● **The problem**
Transcribe all records, preserving every character.

#### Dataset records ####

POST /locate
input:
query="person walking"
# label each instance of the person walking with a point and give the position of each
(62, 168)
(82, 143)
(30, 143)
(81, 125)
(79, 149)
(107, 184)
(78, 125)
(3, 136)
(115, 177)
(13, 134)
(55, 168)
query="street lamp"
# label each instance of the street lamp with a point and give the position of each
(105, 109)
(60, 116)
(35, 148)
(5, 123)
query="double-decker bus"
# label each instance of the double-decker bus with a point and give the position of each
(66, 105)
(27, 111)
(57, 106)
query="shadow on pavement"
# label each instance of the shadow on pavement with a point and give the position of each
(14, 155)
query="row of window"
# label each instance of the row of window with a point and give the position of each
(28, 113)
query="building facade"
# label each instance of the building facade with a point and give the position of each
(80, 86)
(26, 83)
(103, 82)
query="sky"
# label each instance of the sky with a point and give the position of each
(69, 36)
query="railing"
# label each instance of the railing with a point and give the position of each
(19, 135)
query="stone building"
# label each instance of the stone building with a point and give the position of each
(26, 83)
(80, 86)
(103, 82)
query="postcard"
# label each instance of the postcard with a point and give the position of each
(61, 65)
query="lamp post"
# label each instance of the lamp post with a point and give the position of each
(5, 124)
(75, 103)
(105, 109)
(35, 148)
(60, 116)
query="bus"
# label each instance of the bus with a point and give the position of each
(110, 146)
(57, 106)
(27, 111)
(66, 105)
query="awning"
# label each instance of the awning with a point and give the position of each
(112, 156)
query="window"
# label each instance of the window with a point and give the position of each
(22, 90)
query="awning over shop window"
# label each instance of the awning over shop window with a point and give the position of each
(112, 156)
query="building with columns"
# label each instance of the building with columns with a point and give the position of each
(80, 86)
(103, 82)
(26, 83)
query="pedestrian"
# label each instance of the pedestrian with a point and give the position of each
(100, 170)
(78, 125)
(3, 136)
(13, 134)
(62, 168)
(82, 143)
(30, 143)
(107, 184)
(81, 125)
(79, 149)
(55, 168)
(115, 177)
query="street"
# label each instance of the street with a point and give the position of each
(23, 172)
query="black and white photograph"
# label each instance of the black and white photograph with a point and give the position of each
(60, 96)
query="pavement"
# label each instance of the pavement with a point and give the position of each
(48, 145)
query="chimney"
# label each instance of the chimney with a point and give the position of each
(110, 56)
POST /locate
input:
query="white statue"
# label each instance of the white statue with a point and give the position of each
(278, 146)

####

● **Reply**
POST /locate
input:
query="person walking"
# label each instance of the person walking with a point and give the position of each
(62, 168)
(82, 143)
(30, 143)
(81, 125)
(79, 149)
(107, 184)
(78, 125)
(3, 136)
(115, 177)
(13, 134)
(55, 168)
query="street lamp"
# label each instance of the street lamp with a point and give the position of each
(105, 109)
(60, 116)
(35, 148)
(5, 123)
query="double-decker bus"
# label each instance of the double-decker bus with a point and give the position of each
(66, 105)
(27, 111)
(57, 106)
query="shadow on pavement"
# label each instance of the shadow on pavement with a point and give the position of each
(14, 155)
query="row of window"
# label each instance of the row of window with a point and give the position of each
(28, 113)
query="building facade"
# label each instance of the building facade with a point and give the position of each
(80, 86)
(26, 83)
(103, 82)
query="sky"
# label each instance of the sky with a point and give the position of each
(69, 36)
query="railing"
# label each instance of the railing with a point and give the position of each
(19, 135)
query="stone building"
# label each instance of the stone building with a point and give the position of each
(26, 83)
(80, 86)
(103, 82)
query="postcard"
# label each instance of the postcard with a point and give the position of each
(61, 65)
query="lamp post"
# label each instance of the lamp post with a point and give the position of each
(5, 124)
(75, 103)
(105, 109)
(35, 148)
(60, 116)
query="bus"
# label each instance of the bus with a point and give the position of each
(110, 146)
(57, 106)
(27, 111)
(66, 105)
query="awning"
# label each instance of the awning with a point and give the position of each
(112, 156)
query="window"
# label each instance of the window with a point and give the position of each
(22, 90)
query="awning over shop window"
# label each instance of the awning over shop window with a point and give the position of each
(112, 156)
query="building with columns"
# label each instance of the building with columns with a point and give the position of each
(80, 86)
(103, 82)
(26, 83)
query="pedestrian"
# label each instance of the pedestrian with a point and give the position of each
(100, 170)
(78, 125)
(3, 136)
(13, 134)
(62, 168)
(82, 143)
(30, 143)
(107, 184)
(81, 125)
(79, 149)
(55, 168)
(115, 177)
query="street"
# label each instance of the street with a point and give the position of each
(23, 172)
query="black and white photograph"
# label each instance of the black and white photograph with a point and give the position of each
(60, 96)
query="pavement"
# label each instance of the pavement with a point and give the position of each
(48, 145)
query="chimney"
# label each instance of the chimney with a point and give the position of each
(110, 56)
POST /locate
input:
query="white statue"
# label each instance of the white statue with a point and give the position of each
(278, 146)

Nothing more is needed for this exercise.